◆ Your instructions:
Reproduce verbatim the data from the line with "the dark window" through the end of the data.

··· Listing

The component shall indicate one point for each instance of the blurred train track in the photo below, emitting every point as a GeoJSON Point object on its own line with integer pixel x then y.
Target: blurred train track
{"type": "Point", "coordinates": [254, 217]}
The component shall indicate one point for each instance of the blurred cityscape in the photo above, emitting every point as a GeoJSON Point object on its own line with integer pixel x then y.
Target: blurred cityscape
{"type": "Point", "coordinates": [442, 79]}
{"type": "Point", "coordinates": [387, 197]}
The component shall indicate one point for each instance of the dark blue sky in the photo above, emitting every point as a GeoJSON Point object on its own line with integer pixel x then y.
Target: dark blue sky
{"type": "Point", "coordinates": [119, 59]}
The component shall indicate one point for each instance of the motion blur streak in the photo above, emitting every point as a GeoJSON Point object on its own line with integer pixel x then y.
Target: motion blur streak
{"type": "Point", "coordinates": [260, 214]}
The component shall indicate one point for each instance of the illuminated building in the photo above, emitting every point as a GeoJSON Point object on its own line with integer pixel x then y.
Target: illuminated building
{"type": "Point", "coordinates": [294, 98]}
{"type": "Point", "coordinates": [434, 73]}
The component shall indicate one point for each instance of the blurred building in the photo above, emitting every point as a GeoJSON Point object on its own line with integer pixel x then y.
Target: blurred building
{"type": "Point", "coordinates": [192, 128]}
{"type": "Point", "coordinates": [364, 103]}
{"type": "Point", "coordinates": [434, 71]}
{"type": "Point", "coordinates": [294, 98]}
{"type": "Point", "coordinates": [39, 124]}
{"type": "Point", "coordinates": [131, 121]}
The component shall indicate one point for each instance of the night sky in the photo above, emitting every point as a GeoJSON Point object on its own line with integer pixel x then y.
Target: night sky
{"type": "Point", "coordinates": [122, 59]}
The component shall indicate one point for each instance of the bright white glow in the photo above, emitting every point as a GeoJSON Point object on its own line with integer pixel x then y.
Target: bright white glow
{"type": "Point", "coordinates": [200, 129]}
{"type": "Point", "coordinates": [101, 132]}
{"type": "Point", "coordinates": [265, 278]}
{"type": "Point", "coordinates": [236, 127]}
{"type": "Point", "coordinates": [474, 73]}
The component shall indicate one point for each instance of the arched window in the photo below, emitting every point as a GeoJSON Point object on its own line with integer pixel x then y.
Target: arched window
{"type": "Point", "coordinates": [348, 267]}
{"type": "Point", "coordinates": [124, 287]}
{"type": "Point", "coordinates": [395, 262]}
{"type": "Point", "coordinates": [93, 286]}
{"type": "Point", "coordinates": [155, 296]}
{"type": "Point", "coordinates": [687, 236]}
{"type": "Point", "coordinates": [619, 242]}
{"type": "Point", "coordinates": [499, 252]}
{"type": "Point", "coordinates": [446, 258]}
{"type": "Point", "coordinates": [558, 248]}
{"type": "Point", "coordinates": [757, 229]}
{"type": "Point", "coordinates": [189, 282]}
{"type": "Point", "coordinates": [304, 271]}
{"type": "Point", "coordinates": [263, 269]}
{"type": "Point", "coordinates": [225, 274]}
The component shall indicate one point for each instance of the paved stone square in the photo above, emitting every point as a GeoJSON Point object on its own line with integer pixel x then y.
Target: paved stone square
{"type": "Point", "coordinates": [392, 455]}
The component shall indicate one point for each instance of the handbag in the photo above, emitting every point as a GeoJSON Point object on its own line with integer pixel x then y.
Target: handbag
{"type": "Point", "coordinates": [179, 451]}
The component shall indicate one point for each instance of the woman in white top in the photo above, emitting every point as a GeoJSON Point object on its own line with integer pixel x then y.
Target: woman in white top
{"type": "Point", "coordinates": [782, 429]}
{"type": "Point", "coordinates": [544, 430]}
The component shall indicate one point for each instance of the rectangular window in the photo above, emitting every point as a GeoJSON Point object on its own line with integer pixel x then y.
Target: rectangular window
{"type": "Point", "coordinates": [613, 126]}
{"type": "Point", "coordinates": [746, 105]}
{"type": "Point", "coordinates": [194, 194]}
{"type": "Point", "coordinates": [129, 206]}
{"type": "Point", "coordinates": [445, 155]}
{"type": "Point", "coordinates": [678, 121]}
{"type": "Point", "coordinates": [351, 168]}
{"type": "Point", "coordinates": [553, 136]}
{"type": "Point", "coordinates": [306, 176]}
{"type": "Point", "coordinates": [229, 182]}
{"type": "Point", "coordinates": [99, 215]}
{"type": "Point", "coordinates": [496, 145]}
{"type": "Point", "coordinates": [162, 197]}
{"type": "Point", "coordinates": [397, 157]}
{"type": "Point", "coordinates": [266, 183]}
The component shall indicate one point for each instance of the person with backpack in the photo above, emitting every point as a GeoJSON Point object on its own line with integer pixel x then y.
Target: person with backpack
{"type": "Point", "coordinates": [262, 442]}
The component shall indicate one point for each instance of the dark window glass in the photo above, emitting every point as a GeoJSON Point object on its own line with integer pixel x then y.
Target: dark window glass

······

◆ Written reply:
The component shall indicate one point for each instance of the dark window glass in the photo above, emitting every point as a GeoJSON Point object on its own line with integer pixel x then y.
Target: dark window glass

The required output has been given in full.